**Task directions**. Transcription of the full listing is required, character for character.

Material to process section start

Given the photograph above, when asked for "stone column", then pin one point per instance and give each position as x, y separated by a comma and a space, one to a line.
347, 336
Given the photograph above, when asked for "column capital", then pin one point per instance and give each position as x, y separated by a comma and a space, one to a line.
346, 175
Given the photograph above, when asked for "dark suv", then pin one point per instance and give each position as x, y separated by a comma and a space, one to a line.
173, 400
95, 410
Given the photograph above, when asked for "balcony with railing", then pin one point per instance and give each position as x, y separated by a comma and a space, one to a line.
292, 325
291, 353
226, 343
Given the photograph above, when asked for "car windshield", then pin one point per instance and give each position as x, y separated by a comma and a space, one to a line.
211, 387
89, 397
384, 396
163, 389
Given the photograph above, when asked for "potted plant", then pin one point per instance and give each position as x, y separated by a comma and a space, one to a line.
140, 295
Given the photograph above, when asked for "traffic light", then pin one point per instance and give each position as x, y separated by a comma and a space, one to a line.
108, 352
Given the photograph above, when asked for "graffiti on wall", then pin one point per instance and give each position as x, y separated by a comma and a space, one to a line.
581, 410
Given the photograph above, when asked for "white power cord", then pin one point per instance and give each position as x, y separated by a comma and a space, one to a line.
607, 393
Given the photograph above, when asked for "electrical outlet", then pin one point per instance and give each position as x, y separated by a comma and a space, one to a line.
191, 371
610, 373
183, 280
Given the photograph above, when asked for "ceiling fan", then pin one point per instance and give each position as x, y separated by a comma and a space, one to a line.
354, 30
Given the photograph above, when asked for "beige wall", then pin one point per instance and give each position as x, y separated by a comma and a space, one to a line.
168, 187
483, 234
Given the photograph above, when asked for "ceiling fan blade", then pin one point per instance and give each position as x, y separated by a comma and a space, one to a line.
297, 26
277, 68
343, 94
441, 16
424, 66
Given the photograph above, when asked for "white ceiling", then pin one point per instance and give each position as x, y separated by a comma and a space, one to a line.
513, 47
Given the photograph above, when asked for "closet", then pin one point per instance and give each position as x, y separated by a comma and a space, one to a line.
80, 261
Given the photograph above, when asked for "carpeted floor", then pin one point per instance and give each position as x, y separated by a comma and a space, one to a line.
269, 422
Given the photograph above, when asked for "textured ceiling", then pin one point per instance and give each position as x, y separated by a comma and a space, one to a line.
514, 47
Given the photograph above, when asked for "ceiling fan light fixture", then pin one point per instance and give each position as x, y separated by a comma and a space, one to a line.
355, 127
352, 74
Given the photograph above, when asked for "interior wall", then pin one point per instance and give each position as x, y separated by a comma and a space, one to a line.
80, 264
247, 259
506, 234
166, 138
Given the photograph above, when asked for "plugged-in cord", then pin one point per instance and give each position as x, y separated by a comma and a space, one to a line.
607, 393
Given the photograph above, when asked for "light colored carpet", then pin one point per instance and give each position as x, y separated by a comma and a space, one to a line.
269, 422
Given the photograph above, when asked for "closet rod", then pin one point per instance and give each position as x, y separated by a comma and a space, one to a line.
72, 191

Material to process section end

**Output of the exercise**.
Given the photograph above, when asked for "stone column", then pin one point per instance and give each position as x, y separated by a comma and a space, one to a line.
347, 336
Given the photograph above, when asked for "column capital", then pin one point per instance and give each position as x, y separated by a comma and a space, one to a line.
346, 175
Given the photograph above, when asked for "dark suv", then pin one point per instance and give each position as x, y separated by a comma and a space, one to a line.
173, 400
95, 410
Given the photograph above, when asked for "balcony with railing", then pin one point per instance and give each position as x, y separated by a comma and a space, one to a line.
292, 325
291, 353
226, 343
Given the photograph above, when asked for "car windshield", then pin one point per instance and give each position as x, y separated by a comma and a space, one to a line.
211, 387
89, 397
384, 396
163, 389
Given the photograph above, when asked for "potted plant", then pin one point per instance and give each position as x, y separated by a comma and a space, one to a line.
140, 295
Given the photograph above, when asked for "traffic light", then pin one point per instance and give each position as x, y separated by a comma and a space, one to a line.
108, 352
Given the photograph above, when asked for "graffiti on wall", then pin one point per instance and give each position as x, y separated by a comma and a space, one to a line.
581, 410
Given the photograph above, when asked for "white power cord", then pin one point per instance and give each position as x, y separated by a comma and a space, one to a line.
607, 393
Given the photograph above, when asked for "electrical outlet", then pin one point per instance and give each position as x, y separated by a comma and a space, one to a line.
191, 371
610, 373
183, 280
Given the photograph above, when asked for "ceiling fan", then pin one point per instance and give each position as x, y separated by a comma and a space, one to a line.
354, 30
Given the photograph above, when asked for "beige wall", then pin one point per instance and give each position as x, y separated by a comma and a space, one to a line.
168, 187
483, 234
Given the photograph above, when asked for "ceiling fan blade", then pin one point per instance and give each position as x, y separated by a comma and a space, one to a line.
297, 26
277, 68
343, 94
441, 16
424, 66
Given the photograph above, when asked for "white ceiling", then pin one point per instance and give each position as x, y separated by a comma and a space, one to a line.
513, 47
Given the photograph above, when asked for "closet", then pin one point per instance and give each position as x, y separated by a comma and a space, one to a line.
80, 261
Given the photograph above, when asked for "carpeted floor", then pin one point per instance and give each position as x, y separated by a comma and a space, one to a line.
269, 422
Given the photograph above, when asked for "textured ceiling", then pin one point per instance and give each position as x, y separated by a comma and a space, one to a line.
514, 47
Given the photograph above, when asked for "ceiling fan light fixture", then pin one point per instance and give each position as x, y separated by a comma and a space, one to a line.
355, 127
352, 74
Given the photograph above, when asked for "interior wall", then pin one point per instance and give each position as x, y separated by a comma and a space, one to a line.
80, 264
247, 259
506, 234
166, 138
Given the photograph above, when asked for "plugged-in cord", then pin one point per instance and give each position as x, y separated by a comma and a space, one to a line.
607, 393
Given the photograph above, when asked for "light colored carpet", then pin one point per instance and give each position as x, y separated by a comma and a space, one to a line.
269, 422
Given the photograph above, when asked for "closet rod", then pin one point per instance and give each position as x, y separated by a comma and a space, one to a line.
72, 191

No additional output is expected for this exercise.